A student’s guide to wine: spring update

Photo: Tommy Rowe
Photo: Tommy Rowe
Photo: Tommy Rowe


The sun is out, the infamous red chinos of St Andrews have been replaced by red chino shorts and it is time for spring dinner parties and BBQs. Prompted by the good weather (relative to the fact that we are in Scotland), The Saint has created this spring guide as an update to last semester’s version, bringing you irresistible wine and food combinations to carry you up until the end of second semester.

Understandably, the company that you are currently keeping may have changed somewhat from the beginning of last semester. Indeed, one of the aims of the previous guide was to help the academic parents among you achieve dinner party perfection by detailing a selection of food and wine pairings to impress even the most discerning of academic children. However, as the weeks have gone on many of your children may have stopped returning your messages after you publicly humiliated them by making them dress up as ‘Netflix and Chill’ complete with ice cubes. Moreover, you may have decided that your former ‘people’ no longer cut the mustard after they have turned up to your flat seeking late night refuge from their snoring flatmate one too many times.

Therefore, you may now be entertaining a new set of dinner party guests, who bring with them the opportunity to impress anew. Fear not, this guide of essential spring food and wine pairings, written with the help of Peter Wood, the owner of the St Andrews Wine Company on Bell Street, is all you need to make a good impression.

Picnic food

What could be better than idling away a sunny afternoon with a picnic on the beach? The only answer to that is idling away a sunny afternoon with a champagne picnic on the beach. Mr Wood suggests pairing a bottle of Vaporetto Prosecco (£11) with your sausage rolls and finger sandwiches for the perfect match. Alternatively, if you want to splash out on something really special then Gremillet Champagne (£25) is the one to go for. And if you were wondering what wines go well with a summer quiche, the answer is none. Egg and wine is a very difficult combination to get right, so maybe just leave that out of your picnic selection.

Roasted Salmon

This simple spring dinner party staple can be served with pizzazz by pairing it with the lighter Alvarinho from Gaudia (£13.50) or the zesty Picpoul de Pinet from Font-Mars (£13.50). After pouring out a generous to ungenerous serving (depending on how fond you are of your guests) just roast some Mediterranean vegetables, boil some baby new potatoes to serve alongside and you have a failsafe main for your next soirée.

Peach Tart

Pudding is always essential to the success of a dinner, so a light and sweet Riesling, with its residual sugar is a sure winner with this fruity number. Mr Wood recommends the Riesling Spatlese by Schloss Saarstein (£20) or, for a cheaper price, the Moscato d’asti by Forteto della Luja (£13). Now that you only have to choose between two different types of wine the only question left is whether you fancy double cream, clotted cream or ice cream.

Referring expression data based on photos
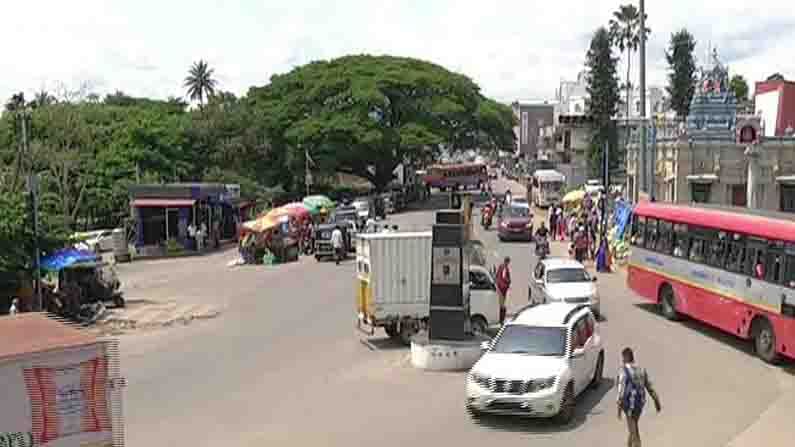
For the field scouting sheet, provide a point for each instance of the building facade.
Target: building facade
(774, 102)
(531, 117)
(717, 156)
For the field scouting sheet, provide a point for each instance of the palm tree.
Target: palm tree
(16, 102)
(200, 82)
(43, 98)
(625, 34)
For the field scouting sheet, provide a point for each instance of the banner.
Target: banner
(60, 398)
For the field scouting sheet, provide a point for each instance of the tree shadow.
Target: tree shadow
(585, 407)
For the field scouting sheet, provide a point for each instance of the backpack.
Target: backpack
(634, 397)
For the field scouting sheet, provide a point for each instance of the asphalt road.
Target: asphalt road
(284, 363)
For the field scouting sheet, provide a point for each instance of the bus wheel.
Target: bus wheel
(668, 303)
(764, 340)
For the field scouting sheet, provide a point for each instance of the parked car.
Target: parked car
(566, 280)
(515, 223)
(538, 364)
(96, 241)
(323, 247)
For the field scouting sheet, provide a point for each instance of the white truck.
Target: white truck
(547, 186)
(394, 281)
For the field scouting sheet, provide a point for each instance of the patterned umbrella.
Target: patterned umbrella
(319, 202)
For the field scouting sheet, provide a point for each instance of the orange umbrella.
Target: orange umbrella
(296, 209)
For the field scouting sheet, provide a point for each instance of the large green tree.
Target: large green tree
(682, 71)
(625, 34)
(364, 115)
(603, 92)
(200, 82)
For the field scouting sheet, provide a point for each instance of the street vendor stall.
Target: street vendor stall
(83, 284)
(276, 235)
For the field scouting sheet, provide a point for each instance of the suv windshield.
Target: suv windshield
(518, 211)
(568, 275)
(531, 340)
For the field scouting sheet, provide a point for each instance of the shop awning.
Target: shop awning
(702, 178)
(163, 203)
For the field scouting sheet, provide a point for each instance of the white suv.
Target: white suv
(538, 364)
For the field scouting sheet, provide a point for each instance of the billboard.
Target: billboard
(67, 396)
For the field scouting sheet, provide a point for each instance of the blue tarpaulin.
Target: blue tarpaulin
(68, 257)
(622, 215)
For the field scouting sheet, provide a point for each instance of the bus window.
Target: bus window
(680, 240)
(754, 263)
(697, 246)
(717, 254)
(789, 271)
(638, 230)
(651, 233)
(734, 260)
(664, 241)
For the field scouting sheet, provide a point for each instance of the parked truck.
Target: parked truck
(394, 280)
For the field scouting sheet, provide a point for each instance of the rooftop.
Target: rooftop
(30, 333)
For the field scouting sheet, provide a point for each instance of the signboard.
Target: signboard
(446, 266)
(62, 398)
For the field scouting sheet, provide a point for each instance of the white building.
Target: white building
(572, 96)
(656, 102)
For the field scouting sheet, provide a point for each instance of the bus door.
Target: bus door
(757, 291)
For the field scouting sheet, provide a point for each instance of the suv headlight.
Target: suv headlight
(544, 384)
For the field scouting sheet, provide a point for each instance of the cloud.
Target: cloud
(513, 49)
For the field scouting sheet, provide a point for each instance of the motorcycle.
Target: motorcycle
(542, 247)
(486, 217)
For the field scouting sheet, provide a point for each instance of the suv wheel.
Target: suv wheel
(566, 413)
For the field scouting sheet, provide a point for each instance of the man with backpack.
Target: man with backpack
(503, 285)
(633, 383)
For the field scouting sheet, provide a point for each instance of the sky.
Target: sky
(512, 49)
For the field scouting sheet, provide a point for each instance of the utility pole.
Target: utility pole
(606, 180)
(33, 189)
(643, 155)
(307, 171)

Exercise objective.
Pick up the spring wine guide after its last sentence and keep writing it. The records were taken from a separate source.

Response.
Last but not least, the BBQ is the ultimate summer staple and the one type of cooking that all men like to think that they are master of. Whether your flatmate does indeed become Gordon Ramsey when he steps up to the grill, producing beef burgers charred to perfection, or whether his efforts are just plain burnt, there is nothing that a good red cannot improve. Mr Wood advises choosing a Syrah or Grenache from Rhone, with his top picks being Le Sabounet by Roger Sabon (£9.95) or the very reasonably priced St Andrews Wine Company house red ‘Vin Rouge’ (£7).

However, once you have tried (and dazzled) with these combinations, there is no need to stop there. Those of you who have now mastered the art of wine tasting at home using the handy tips provided in the last guide now have the perfect opportunity to expand your wine repertoire at the recently opened tasting area at the St Andrews Wine Company. This new area allows you to taste a variety of different wines and pick the perfect one to outshine your friends (as, let’s be honest, the dinner party rota can very easily turn friendly hospitality into something from an episode of Come Dine With Me).

This tasting area comprises of a seating area where you can go through a selection of different wines at your leisure. There are normally several different bottles of wine open, and a nifty tool that allows the staff to tap into bottles without removing the corks means that there is often a selection of thirty or more varieties for tasting, a number that will be increasing in the coming months.

The St Andrews Wine Company is able to offer this impressive range of wines for tasting due to the fact that the company deals mainly with small family run producers and specialist importers who are eager for people to try their wines. This means that they have some assistance with obtaining sample bottles- allowing us lucky students to try different wines all year round. It would be a waste not to make space in your busy schedule to take up this opportunity because, as important as our degrees are, in real life we are probably go- ing to have more of a chance to show off our knowledge of different wines than to recite quotes from Paradise Lost verbatim.